*** THE DATA

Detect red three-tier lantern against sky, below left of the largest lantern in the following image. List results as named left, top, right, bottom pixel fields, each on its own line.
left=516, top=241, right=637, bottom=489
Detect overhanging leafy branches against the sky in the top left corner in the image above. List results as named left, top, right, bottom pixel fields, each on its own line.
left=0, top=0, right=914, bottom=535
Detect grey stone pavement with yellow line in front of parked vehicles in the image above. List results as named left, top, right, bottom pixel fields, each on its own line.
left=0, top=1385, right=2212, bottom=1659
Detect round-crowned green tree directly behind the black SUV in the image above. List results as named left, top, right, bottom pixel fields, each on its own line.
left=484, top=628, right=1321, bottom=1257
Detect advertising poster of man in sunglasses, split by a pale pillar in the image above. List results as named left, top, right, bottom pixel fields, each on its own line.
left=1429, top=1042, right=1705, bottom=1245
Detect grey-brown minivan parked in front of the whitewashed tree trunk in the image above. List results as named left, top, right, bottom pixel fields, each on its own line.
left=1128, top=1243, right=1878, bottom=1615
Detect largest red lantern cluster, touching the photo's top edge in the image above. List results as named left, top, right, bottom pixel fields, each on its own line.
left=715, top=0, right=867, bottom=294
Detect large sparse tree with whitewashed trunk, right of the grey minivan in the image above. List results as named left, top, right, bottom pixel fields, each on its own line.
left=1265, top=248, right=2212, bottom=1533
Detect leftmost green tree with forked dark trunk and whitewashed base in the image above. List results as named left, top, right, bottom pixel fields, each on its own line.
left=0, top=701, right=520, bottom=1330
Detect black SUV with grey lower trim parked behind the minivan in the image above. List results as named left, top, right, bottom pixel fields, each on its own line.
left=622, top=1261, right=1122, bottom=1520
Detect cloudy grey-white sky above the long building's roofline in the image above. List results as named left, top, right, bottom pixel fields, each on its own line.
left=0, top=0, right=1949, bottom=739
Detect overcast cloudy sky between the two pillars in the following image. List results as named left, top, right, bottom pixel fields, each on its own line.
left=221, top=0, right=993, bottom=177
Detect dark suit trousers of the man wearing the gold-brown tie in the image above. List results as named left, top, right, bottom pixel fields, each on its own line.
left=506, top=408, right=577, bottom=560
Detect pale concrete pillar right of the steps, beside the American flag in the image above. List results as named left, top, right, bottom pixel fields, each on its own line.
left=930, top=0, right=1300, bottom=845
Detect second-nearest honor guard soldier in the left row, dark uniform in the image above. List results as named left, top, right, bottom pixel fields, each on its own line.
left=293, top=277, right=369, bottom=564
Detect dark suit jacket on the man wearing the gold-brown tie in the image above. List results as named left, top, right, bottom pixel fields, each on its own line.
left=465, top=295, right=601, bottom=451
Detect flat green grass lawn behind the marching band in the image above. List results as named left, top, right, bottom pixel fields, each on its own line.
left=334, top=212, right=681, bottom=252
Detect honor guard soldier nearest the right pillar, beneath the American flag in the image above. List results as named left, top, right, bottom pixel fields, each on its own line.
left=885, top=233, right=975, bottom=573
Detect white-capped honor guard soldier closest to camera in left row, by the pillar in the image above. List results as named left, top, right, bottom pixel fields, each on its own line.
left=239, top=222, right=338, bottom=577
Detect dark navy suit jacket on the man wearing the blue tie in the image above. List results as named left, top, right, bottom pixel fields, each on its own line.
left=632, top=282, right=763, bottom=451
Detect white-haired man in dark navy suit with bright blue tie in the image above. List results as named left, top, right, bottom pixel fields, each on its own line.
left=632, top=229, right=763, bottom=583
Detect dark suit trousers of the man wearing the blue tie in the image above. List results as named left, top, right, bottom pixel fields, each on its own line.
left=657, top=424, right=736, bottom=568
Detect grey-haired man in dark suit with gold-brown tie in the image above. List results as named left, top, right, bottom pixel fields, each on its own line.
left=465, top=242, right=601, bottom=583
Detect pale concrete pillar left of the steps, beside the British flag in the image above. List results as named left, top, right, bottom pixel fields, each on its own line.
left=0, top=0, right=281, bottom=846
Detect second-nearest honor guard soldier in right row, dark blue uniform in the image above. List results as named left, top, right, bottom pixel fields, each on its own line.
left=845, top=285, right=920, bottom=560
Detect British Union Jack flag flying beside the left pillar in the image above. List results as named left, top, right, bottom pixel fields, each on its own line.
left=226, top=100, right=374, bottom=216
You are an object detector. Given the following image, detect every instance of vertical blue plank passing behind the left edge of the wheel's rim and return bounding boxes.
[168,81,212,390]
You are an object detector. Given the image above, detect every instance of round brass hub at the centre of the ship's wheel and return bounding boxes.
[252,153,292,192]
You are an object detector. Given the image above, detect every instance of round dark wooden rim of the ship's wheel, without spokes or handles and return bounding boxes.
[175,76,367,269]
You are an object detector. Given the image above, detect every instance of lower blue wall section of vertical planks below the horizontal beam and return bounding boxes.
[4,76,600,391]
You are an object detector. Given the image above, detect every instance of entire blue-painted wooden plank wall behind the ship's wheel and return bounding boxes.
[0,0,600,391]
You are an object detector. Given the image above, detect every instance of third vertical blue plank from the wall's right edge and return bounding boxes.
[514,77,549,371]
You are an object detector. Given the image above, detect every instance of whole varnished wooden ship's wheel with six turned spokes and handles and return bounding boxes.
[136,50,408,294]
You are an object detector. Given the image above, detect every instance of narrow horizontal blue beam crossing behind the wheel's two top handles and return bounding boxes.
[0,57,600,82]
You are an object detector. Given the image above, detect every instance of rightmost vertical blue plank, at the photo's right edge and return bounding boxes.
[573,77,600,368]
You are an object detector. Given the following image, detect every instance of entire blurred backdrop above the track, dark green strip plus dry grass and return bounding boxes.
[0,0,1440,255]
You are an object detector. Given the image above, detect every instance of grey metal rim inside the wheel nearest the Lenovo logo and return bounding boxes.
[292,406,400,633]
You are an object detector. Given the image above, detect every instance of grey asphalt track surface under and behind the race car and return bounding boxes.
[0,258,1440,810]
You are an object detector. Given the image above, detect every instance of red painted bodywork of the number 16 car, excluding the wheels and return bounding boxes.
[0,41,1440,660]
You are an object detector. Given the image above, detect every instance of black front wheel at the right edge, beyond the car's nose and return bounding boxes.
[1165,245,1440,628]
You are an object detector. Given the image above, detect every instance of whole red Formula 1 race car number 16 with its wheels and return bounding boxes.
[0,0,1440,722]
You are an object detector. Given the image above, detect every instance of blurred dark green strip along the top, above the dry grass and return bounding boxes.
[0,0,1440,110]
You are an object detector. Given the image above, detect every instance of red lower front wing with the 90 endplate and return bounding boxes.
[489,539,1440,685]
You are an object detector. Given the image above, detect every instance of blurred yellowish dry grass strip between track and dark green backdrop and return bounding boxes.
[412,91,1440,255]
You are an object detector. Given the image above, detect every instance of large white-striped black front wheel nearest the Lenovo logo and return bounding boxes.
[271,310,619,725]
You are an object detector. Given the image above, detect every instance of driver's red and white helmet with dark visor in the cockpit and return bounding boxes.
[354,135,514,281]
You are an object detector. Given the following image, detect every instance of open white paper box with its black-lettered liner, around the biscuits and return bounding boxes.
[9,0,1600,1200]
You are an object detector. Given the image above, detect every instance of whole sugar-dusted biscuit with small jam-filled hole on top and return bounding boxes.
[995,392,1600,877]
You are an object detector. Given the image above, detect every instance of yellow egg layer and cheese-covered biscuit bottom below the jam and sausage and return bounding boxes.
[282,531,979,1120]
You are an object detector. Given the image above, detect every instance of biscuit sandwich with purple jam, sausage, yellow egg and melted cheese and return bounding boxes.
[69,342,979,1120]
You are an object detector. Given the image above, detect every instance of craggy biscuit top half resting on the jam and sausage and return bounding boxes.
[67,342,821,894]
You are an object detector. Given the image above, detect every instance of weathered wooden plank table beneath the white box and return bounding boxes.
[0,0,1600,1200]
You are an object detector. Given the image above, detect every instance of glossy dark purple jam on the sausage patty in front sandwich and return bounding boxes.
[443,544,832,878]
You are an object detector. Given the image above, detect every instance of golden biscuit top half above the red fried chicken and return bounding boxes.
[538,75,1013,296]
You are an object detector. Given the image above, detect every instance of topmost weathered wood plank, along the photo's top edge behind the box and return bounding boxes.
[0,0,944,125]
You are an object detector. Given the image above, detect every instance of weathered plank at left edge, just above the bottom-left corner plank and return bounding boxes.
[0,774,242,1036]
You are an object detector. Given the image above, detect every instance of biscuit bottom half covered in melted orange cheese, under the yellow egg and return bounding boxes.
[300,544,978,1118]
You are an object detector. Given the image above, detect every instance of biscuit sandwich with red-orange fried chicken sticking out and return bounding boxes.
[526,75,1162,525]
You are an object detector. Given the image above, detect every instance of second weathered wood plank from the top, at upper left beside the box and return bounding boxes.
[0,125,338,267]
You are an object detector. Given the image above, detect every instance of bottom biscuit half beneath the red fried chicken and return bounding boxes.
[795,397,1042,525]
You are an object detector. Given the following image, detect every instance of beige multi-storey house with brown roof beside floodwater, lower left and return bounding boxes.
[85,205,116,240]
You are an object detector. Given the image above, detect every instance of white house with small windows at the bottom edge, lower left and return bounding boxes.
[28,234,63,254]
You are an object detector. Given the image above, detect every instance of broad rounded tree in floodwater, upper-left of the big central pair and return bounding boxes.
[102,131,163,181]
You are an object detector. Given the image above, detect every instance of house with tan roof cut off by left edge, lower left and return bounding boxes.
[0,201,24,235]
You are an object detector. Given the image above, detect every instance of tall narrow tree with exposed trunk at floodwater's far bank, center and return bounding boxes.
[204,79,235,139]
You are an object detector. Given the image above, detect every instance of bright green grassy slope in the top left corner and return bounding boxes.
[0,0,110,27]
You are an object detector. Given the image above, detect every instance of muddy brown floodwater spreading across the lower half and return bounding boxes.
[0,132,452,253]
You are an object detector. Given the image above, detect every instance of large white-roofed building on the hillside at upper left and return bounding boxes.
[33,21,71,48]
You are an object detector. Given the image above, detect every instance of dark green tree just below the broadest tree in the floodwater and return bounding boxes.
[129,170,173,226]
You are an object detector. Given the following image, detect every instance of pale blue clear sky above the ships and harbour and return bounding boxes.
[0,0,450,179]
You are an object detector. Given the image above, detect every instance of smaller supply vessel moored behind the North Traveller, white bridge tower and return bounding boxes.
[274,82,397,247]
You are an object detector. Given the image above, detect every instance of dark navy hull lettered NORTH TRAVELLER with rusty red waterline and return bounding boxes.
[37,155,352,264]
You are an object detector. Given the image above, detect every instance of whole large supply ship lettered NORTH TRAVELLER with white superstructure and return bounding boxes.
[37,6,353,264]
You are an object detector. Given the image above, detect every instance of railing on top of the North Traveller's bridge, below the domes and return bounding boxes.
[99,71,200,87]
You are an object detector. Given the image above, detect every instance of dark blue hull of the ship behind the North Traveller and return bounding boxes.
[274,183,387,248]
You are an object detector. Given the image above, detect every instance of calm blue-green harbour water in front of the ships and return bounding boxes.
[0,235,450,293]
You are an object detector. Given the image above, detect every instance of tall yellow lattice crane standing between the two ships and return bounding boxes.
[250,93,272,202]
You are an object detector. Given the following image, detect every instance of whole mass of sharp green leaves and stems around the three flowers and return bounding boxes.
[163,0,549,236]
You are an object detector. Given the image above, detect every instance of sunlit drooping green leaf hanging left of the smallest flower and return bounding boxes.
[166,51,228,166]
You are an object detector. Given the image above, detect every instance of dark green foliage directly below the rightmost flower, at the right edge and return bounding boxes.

******

Would you please copy the lines above, from the one holding "flowers and return bounding boxes." through the last, and nothing else?

You are an object detector. Given the following image, detect every instance of whole mass of sharp green leaves and stems around the three flowers and return bounding boxes.
[163,0,549,236]
You are an object detector. Given the image above, detect every instance of sunlit drooping green leaf hanging left of the smallest flower and return bounding boxes.
[166,51,228,166]
You are an object detector. Given the image above, detect every instance of dark green foliage directly below the rightmost flower, at the right edge and return bounding boxes.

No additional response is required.